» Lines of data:
— Start —

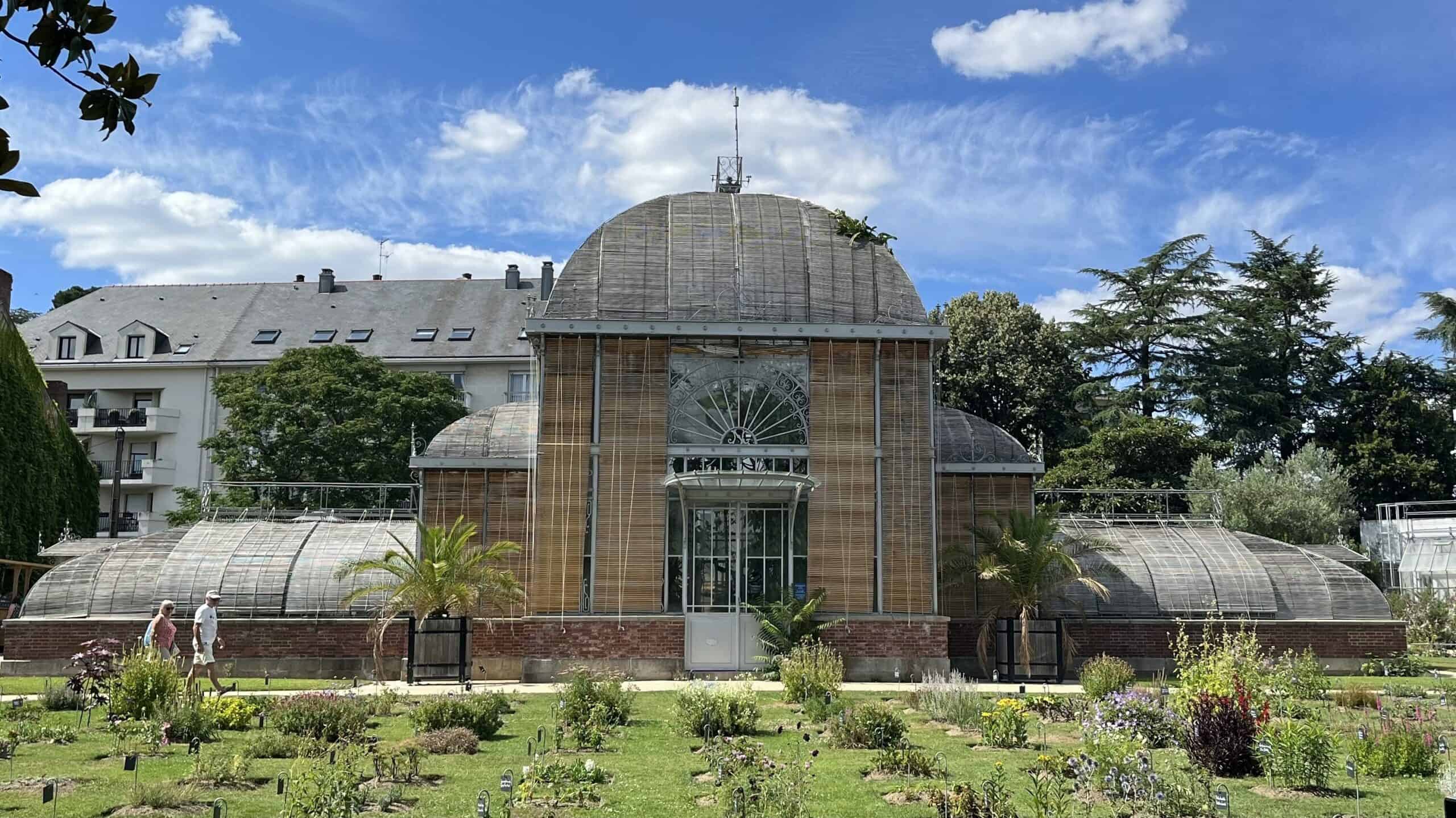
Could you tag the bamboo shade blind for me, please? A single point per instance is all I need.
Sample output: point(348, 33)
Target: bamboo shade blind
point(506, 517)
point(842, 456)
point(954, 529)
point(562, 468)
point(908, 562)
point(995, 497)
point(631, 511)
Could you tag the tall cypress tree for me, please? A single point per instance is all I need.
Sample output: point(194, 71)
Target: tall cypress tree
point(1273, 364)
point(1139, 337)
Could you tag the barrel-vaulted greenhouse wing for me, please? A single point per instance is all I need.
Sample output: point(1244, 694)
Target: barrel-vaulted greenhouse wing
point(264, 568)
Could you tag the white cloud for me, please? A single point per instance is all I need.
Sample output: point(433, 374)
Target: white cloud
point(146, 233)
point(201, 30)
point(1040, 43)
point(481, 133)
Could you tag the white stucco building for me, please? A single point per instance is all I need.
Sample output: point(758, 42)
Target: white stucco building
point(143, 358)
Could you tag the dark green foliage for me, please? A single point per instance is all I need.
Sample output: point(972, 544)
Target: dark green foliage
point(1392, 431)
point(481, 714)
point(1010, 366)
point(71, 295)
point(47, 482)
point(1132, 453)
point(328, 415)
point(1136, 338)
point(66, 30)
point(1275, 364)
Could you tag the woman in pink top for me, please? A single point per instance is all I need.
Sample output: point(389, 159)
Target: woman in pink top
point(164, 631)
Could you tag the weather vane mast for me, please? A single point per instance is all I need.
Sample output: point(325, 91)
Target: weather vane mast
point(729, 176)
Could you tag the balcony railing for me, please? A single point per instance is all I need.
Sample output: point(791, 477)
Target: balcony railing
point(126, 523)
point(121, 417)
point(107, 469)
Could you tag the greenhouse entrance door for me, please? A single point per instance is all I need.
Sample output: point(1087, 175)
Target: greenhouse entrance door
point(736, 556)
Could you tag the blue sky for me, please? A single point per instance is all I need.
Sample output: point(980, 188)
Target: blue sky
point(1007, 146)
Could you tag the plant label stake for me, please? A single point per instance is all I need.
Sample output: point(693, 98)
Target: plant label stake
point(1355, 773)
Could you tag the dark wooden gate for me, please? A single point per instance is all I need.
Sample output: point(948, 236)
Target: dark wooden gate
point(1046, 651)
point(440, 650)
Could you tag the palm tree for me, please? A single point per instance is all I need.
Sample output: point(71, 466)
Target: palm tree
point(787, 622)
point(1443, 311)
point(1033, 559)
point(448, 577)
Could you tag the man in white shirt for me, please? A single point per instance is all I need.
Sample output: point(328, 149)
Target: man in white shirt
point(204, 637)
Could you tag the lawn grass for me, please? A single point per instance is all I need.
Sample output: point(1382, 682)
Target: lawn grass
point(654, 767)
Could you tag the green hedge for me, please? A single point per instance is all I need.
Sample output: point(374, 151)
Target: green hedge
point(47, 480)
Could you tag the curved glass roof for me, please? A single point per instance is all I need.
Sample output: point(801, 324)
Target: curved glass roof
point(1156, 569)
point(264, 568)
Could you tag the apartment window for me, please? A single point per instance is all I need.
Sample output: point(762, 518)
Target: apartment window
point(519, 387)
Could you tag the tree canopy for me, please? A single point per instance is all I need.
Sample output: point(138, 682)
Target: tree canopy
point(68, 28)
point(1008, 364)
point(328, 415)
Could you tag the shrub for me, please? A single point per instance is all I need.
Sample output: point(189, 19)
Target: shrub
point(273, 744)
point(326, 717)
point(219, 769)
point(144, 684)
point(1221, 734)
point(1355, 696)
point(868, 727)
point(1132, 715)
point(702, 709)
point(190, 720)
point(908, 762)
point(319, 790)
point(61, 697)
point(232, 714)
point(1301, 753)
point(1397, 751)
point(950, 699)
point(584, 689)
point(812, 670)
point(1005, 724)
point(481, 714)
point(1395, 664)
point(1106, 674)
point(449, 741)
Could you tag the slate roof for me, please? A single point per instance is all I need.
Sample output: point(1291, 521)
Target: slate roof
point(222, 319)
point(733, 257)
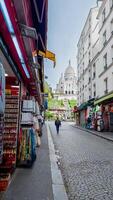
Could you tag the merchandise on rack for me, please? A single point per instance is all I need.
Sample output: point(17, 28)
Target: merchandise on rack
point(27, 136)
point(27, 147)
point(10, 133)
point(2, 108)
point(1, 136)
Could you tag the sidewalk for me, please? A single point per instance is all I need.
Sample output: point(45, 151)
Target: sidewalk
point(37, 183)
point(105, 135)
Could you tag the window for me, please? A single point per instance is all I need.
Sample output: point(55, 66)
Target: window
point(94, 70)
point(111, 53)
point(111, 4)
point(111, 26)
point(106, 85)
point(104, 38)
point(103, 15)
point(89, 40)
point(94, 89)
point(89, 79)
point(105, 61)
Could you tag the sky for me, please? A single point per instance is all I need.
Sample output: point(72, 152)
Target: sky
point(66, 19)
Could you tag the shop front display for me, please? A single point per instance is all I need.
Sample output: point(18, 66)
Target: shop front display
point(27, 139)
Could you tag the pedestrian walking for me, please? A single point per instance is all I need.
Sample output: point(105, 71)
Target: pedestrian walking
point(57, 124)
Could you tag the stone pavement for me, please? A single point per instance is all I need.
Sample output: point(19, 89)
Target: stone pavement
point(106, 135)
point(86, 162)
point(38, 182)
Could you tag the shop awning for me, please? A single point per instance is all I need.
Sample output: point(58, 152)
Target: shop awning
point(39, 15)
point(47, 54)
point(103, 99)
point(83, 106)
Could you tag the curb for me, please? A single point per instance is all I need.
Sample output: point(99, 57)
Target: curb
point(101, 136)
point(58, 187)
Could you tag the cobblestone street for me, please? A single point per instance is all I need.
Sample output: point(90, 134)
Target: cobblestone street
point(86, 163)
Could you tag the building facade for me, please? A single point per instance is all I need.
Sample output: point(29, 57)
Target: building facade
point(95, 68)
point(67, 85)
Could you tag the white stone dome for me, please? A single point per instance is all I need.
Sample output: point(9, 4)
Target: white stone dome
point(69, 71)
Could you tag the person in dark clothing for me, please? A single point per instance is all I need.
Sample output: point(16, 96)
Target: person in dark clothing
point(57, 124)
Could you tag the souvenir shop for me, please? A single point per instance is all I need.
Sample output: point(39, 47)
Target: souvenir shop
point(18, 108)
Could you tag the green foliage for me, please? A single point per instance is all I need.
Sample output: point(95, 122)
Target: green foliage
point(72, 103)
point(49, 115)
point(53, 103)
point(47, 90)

— End —
— Start —

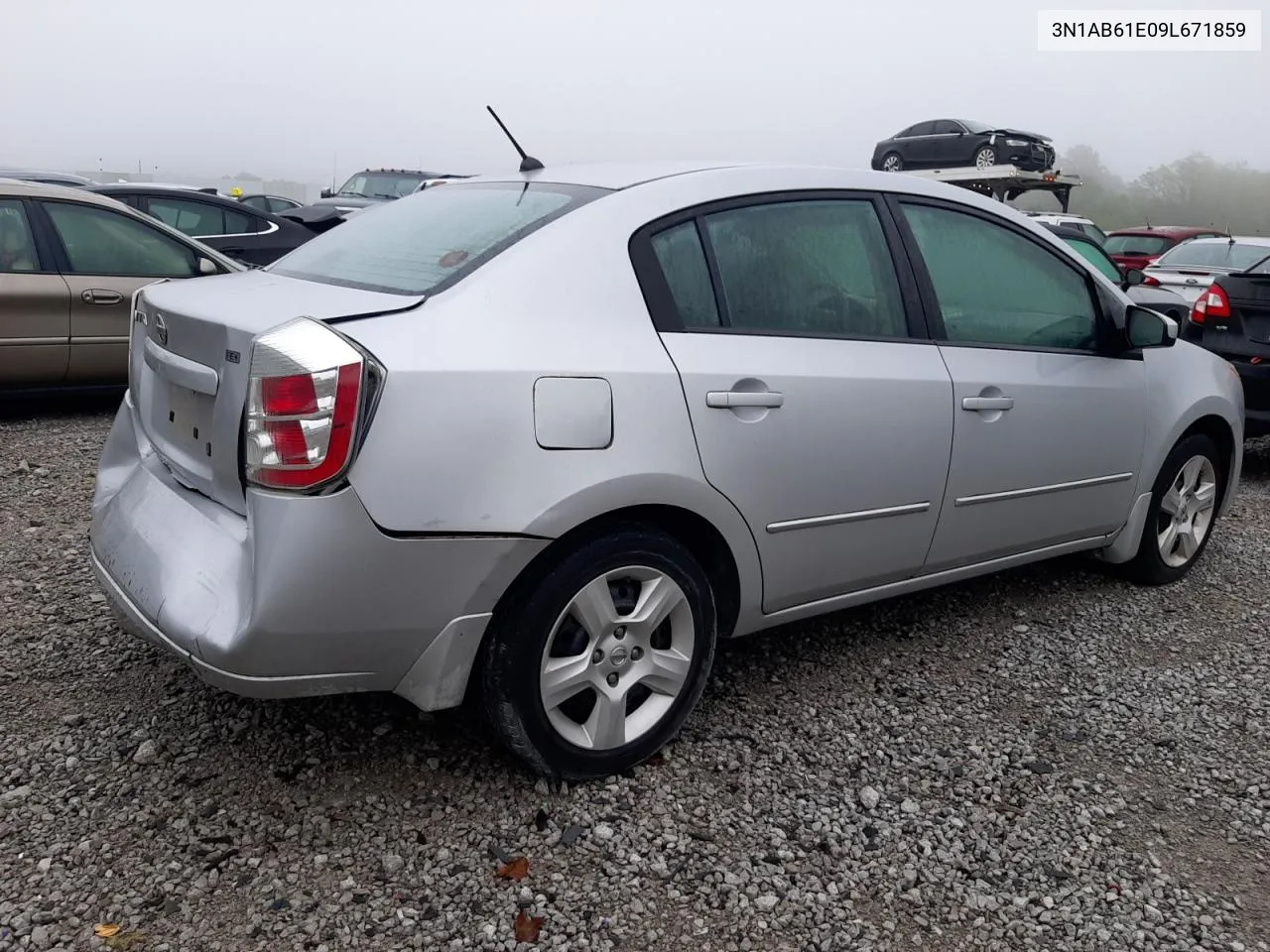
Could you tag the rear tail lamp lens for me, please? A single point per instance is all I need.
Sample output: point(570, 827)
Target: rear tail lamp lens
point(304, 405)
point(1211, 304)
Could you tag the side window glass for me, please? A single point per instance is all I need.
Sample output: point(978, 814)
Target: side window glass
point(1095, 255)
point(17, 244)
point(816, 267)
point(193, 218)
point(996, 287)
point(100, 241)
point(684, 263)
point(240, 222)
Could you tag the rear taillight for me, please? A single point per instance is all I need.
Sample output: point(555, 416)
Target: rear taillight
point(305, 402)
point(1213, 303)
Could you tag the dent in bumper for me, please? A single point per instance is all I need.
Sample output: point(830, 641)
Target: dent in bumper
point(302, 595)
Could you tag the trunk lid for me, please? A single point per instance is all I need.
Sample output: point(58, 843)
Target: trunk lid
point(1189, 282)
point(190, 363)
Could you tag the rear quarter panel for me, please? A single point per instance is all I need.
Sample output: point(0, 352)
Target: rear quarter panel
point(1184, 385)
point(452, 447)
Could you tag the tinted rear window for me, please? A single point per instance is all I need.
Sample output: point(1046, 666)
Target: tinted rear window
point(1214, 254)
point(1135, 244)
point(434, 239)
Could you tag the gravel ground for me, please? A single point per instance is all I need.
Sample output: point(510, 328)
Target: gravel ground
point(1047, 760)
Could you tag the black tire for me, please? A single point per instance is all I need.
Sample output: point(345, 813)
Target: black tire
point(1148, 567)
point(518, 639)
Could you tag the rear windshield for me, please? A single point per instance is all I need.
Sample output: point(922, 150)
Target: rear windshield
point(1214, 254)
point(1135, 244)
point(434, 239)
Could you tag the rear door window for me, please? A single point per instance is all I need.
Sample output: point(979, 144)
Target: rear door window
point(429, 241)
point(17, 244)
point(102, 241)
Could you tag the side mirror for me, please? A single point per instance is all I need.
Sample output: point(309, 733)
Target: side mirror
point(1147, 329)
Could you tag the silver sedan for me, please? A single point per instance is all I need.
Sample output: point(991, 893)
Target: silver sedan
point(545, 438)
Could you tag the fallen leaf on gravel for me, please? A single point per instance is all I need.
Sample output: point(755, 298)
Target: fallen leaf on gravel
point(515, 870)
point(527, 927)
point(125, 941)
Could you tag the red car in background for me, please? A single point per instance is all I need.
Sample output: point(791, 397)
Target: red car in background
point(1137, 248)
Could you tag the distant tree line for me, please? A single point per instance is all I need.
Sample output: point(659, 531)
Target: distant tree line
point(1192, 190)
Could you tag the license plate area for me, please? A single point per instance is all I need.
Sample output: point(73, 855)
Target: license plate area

— End —
— Start —

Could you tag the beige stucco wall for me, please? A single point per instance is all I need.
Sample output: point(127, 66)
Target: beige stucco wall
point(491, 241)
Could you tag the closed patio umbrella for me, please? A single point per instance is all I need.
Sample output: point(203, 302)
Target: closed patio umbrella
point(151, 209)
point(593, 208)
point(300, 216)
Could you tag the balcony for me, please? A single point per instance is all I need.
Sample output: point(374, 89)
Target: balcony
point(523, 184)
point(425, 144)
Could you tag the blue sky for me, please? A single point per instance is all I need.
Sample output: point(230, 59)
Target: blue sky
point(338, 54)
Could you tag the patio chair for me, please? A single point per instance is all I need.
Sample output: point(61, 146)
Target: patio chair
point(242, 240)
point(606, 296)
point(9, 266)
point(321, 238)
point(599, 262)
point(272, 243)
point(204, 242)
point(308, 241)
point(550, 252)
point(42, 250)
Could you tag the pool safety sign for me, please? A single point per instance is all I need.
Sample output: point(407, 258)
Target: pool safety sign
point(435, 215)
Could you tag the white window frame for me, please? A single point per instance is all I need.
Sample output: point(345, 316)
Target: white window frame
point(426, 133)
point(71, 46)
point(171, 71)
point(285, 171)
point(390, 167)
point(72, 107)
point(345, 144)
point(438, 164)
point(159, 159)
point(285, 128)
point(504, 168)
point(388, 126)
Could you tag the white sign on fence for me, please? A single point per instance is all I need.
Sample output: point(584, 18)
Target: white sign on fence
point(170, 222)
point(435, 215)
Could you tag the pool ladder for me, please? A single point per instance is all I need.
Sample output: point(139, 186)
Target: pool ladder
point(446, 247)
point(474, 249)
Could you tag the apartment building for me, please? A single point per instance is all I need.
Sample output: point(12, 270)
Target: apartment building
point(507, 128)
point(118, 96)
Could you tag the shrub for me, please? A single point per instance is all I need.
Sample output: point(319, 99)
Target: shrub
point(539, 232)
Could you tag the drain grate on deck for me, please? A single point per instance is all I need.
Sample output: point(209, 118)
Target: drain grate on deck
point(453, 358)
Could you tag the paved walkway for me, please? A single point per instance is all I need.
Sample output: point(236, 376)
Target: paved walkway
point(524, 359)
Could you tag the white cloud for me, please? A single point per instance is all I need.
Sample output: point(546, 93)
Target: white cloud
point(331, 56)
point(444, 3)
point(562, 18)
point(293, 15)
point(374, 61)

— End —

» Challenge:
Return the rows verbatim, beginning at the line that has "Could you tag the pool ladder" and stopping after the line that has "point(474, 249)".

» Written solution:
Could you tag the pool ladder for me, please? A single point per instance is all I need.
Sample output: point(139, 186)
Target: pool ladder
point(446, 247)
point(474, 249)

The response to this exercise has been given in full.